[Saved data entries]
· · ·

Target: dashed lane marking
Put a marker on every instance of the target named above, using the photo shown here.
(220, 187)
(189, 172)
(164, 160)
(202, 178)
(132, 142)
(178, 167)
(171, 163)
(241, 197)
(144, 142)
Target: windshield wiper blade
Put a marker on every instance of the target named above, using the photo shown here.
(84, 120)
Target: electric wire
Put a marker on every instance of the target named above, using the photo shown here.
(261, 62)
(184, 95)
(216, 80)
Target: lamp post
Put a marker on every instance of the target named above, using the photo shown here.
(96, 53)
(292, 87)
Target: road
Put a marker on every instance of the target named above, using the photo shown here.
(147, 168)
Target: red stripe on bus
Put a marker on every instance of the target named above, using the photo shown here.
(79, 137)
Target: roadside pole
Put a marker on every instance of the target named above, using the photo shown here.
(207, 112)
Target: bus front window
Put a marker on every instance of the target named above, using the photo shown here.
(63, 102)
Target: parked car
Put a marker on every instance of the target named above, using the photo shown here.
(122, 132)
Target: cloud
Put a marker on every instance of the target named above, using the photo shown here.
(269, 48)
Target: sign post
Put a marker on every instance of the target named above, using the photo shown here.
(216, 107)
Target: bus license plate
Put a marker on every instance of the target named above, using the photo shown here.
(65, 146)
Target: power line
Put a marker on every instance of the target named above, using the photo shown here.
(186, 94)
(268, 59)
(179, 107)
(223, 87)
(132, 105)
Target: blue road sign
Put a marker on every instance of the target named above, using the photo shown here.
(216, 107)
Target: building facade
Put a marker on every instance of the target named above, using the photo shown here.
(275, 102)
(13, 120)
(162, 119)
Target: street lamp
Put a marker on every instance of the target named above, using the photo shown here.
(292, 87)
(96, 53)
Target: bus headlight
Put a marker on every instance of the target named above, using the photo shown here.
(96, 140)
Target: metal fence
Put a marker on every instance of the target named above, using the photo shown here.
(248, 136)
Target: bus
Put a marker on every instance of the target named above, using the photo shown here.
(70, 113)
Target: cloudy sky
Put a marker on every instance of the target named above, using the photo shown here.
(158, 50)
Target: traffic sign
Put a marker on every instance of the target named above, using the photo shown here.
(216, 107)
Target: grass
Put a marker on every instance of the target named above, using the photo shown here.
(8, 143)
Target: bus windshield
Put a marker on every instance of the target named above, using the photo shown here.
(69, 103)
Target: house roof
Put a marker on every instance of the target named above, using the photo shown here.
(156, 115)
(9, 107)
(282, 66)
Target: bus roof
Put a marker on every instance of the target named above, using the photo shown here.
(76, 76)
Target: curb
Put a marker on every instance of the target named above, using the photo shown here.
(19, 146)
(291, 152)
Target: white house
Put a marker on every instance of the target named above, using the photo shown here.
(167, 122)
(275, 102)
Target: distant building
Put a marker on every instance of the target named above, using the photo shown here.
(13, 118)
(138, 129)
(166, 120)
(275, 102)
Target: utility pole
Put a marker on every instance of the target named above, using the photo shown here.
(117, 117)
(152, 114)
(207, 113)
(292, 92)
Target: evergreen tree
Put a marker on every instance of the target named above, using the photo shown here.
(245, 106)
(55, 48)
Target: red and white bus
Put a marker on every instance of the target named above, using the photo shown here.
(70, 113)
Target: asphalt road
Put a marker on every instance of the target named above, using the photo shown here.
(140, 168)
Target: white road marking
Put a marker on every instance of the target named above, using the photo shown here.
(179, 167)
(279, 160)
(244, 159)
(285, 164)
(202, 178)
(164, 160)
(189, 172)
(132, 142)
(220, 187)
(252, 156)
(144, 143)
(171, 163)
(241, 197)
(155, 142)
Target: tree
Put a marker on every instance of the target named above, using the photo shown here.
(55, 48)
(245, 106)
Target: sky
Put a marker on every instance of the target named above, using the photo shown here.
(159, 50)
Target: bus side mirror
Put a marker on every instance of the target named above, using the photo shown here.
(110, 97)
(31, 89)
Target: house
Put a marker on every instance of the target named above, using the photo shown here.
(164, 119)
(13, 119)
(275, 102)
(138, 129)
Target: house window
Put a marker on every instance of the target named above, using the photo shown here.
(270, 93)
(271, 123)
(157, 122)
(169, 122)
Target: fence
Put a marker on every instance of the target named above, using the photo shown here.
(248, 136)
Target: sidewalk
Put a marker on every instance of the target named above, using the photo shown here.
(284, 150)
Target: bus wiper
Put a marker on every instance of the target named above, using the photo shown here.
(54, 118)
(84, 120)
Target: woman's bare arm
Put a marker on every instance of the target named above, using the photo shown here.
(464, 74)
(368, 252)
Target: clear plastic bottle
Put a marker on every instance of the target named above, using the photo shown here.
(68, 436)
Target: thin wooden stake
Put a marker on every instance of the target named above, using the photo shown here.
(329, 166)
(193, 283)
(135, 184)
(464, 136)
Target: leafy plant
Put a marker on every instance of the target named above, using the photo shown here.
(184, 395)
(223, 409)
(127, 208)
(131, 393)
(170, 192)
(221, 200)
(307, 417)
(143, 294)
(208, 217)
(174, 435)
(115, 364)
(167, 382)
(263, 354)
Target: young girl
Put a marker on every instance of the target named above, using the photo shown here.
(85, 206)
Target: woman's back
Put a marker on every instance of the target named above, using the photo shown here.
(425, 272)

· · ·

# [Goal]
Please edit the data above so that "Put a marker on" becomes "Place a pin on" wherever it occurs, and reproduce every line with nothing else altered.

# [The result]
Target: dashed lane marking
Place a pin on every instance of the target named above, using the photo shown here.
(220, 187)
(189, 172)
(164, 160)
(202, 178)
(132, 142)
(178, 167)
(171, 163)
(241, 197)
(144, 142)
Target: windshield wiper blade
Place a pin on every instance of the target named above, using the photo shown here.
(84, 120)
Target: electric wire
Place a pin on every instance of the target named above, using the photo shown here.
(261, 62)
(184, 95)
(216, 80)
Target: lamp post
Place a pin on every instance of the target named above, using the photo shown here.
(96, 53)
(292, 87)
Target: road
Place a pin on every instance of the target named above, using the photo shown here.
(147, 168)
Target: red stripe on bus
Place a pin on every instance of the target named above, using the photo shown here.
(79, 137)
Target: roadside pole
Place a pin on every instance of the target named above, using the photo shown here.
(207, 112)
Target: bus front window
Place a pin on every instance of the target named above, using the photo shown here.
(63, 102)
Target: parked car
Place a pin on every instance of the target named above, using the photo shown here.
(122, 132)
Target: cloud
Place a pin on every instance of the target named above, using the photo shown here.
(269, 48)
Target: sign post
Place a pin on every instance of the target named above, using the photo shown here.
(216, 107)
Target: bus license plate
Place a pin on every instance of the target named above, using the photo shown here.
(65, 146)
Target: power line
Place a pin on every instance of the target named above, using the photo shown here.
(186, 94)
(268, 59)
(179, 107)
(223, 87)
(132, 105)
Target: blue road sign
Place a pin on every instance of the target named above, using the photo shown here.
(216, 107)
Target: building facade
Place a pin on every instance of the target named above, using the photo shown here.
(275, 102)
(13, 120)
(162, 119)
Target: street lamp
Place a pin on every instance of the target named above, using the photo shown here.
(292, 87)
(96, 53)
Target: bus headlight
Place a pin on every instance of the target named above, using the photo shown here.
(96, 140)
Target: metal fence
Place a pin on every instance of the target named above, using the photo shown here.
(248, 136)
Target: bus
Place a pin on every instance of the target named above, using the photo shown here.
(70, 113)
Target: cloudy sky
Place a pin on every instance of the target named above, using the photo shown here.
(158, 50)
Target: traffic sign
Place a pin on every instance of the target named above, using the photo shown here.
(216, 107)
Target: grass
Place a pin on every instance of the target named above, using the photo shown here.
(8, 143)
Target: bus windshield
Place a pin on every instance of the target named above, using the photo shown here.
(69, 103)
Target: house roof
Place a pin on every instance of the target named above, using the photo shown here.
(156, 115)
(9, 107)
(282, 66)
Target: bus roof
Place a pin on every instance of the target named above, using the photo shown here.
(76, 76)
Target: curb
Place a pin on every instance of the target named above, using the photo shown here.
(19, 146)
(291, 152)
Target: white house
Place a pin on every instance of the target named above, using the photo shown here.
(167, 122)
(275, 102)
Target: distant building
Place a pin on every instance of the target named above, using the photo shown here.
(13, 118)
(138, 129)
(166, 120)
(275, 102)
Target: utility pole
Place a pin on every instance of the target named above, using the photo shown here.
(117, 117)
(152, 114)
(207, 113)
(292, 92)
Target: evergreen tree
Place a pin on every instance of the target named above, using the photo shown here.
(245, 106)
(55, 48)
Target: red and white bus
Place a pin on every instance of the target named above, using the photo shown here.
(70, 113)
Target: asphalt road
Place a pin on every instance of the target named above, using the photo shown here.
(140, 168)
Target: white road marking
Place a pin on every instance of the target named above, using the photo shown here.
(179, 167)
(279, 160)
(244, 159)
(285, 164)
(202, 178)
(164, 160)
(189, 172)
(132, 142)
(220, 187)
(252, 156)
(144, 143)
(171, 163)
(241, 197)
(155, 142)
Target: tree
Place a pin on every instance of the target named above, using the photo shown here.
(55, 48)
(245, 106)
Target: sky
Place a pin on every instance of the target named above, using the photo shown here.
(159, 50)
Target: bus side mirror
Place a pin on every instance of the target named above, using the photo shown here.
(110, 97)
(31, 89)
Target: house
Place a pin on every instance of the target named above, using the photo shown here.
(164, 119)
(13, 119)
(275, 102)
(138, 129)
Target: house window
Place a pin on every instance of the target named above, using the photo shown here.
(270, 93)
(271, 123)
(157, 122)
(169, 122)
Target: fence
Place a pin on every instance of the target named above, using the photo shown here.
(248, 136)
Target: sidewalk
Place a pin on every instance of the target named above, using the photo shown here.
(284, 150)
Target: bus wiper
Place a pin on every instance of the target named above, using the photo shown here.
(54, 118)
(84, 120)
Target: woman's bare arm
Place a pin on every instance of the target named above, using the photo shown here.
(464, 74)
(368, 252)
Target: clear plastic bottle
Place a pin on every instance of the target named above, using the photo shown here.
(68, 436)
Target: thin wooden stake
Place a pin on every instance of the target named above, using the photo shown here.
(329, 166)
(193, 283)
(135, 184)
(464, 136)
Target: leafy plant
Place a pin on every instance of the target named above, using the photo shown here.
(184, 395)
(223, 409)
(127, 208)
(131, 393)
(170, 192)
(221, 200)
(307, 417)
(143, 294)
(208, 217)
(174, 435)
(115, 364)
(167, 382)
(263, 354)
Target: young girl
Place a pin on every instance of the target named above, using the photo shown here.
(85, 206)
Target: woman's back
Place a pin on every instance of the target named above, using the photo shown here.
(425, 272)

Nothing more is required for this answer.